Reproduce exactly the lines below from the one containing "In this exercise you will tag the black" through the one containing "In this exercise you will tag the upper", including both, and nothing else.

=== DATA FOR REVIEW ===

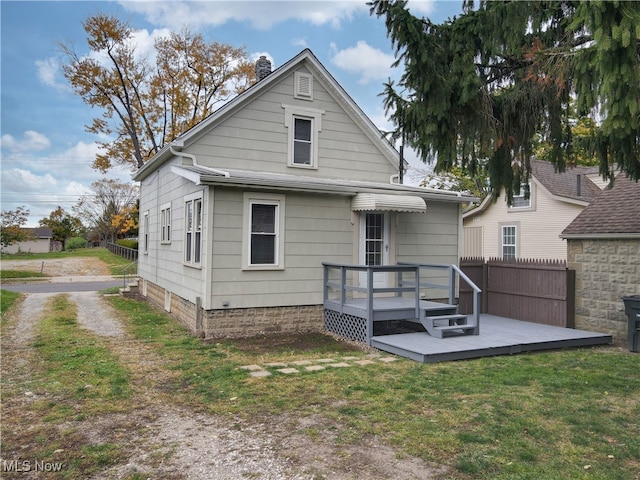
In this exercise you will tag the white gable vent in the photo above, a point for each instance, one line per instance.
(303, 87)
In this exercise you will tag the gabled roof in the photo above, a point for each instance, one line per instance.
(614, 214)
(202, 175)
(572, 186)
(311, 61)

===
=== DATA FOR REVIEW ===

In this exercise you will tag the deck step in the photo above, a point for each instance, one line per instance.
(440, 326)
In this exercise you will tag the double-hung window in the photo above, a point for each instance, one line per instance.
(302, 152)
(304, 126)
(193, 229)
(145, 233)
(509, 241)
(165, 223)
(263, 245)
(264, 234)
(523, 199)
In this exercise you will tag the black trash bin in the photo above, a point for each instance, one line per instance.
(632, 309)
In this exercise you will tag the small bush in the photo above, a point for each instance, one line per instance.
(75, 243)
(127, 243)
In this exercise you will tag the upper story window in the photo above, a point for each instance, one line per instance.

===
=== DATA FOR REVIEW ===

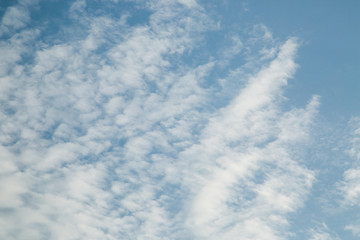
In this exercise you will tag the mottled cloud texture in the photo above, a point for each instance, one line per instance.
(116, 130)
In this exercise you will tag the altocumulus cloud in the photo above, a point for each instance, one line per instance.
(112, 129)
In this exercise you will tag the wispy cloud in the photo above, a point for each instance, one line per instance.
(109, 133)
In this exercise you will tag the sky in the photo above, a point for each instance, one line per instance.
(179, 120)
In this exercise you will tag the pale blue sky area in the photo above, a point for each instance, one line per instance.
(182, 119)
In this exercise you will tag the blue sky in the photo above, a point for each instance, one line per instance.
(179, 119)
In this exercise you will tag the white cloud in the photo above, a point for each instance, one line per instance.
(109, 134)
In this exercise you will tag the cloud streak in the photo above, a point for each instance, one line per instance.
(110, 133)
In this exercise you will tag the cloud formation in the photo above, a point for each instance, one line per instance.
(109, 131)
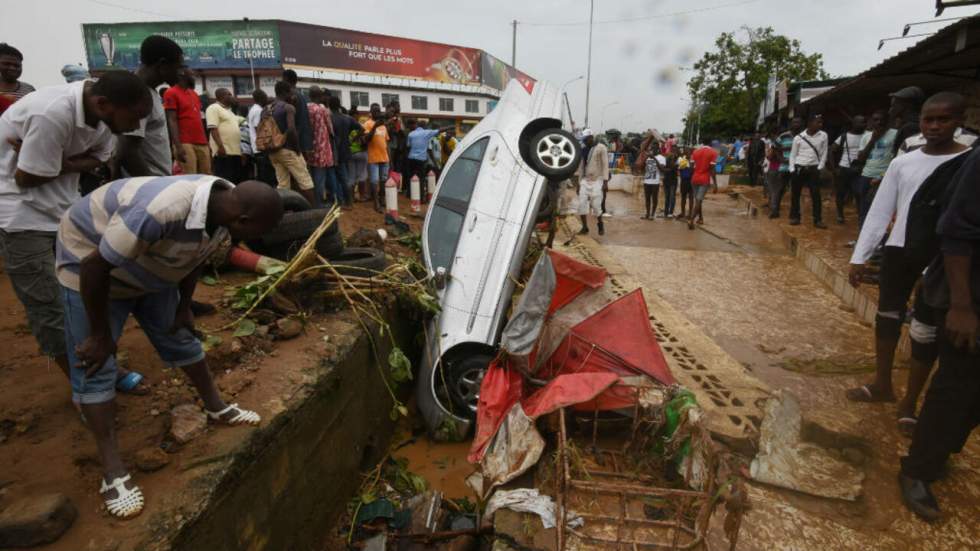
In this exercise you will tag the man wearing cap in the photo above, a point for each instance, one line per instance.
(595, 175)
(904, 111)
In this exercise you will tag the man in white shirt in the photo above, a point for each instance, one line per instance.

===

* _FINISHED TASK_
In this exercise you will tag the black trash bin in the photo above, a point for each instance, one line per instance.
(632, 309)
In this exercise you will tag the small bush in the photo above, a point for each instance, one line per instance.
(75, 243)
(127, 243)
In this exercise you will tag the upper story window in the photo above, a point for each instance, one line per instance.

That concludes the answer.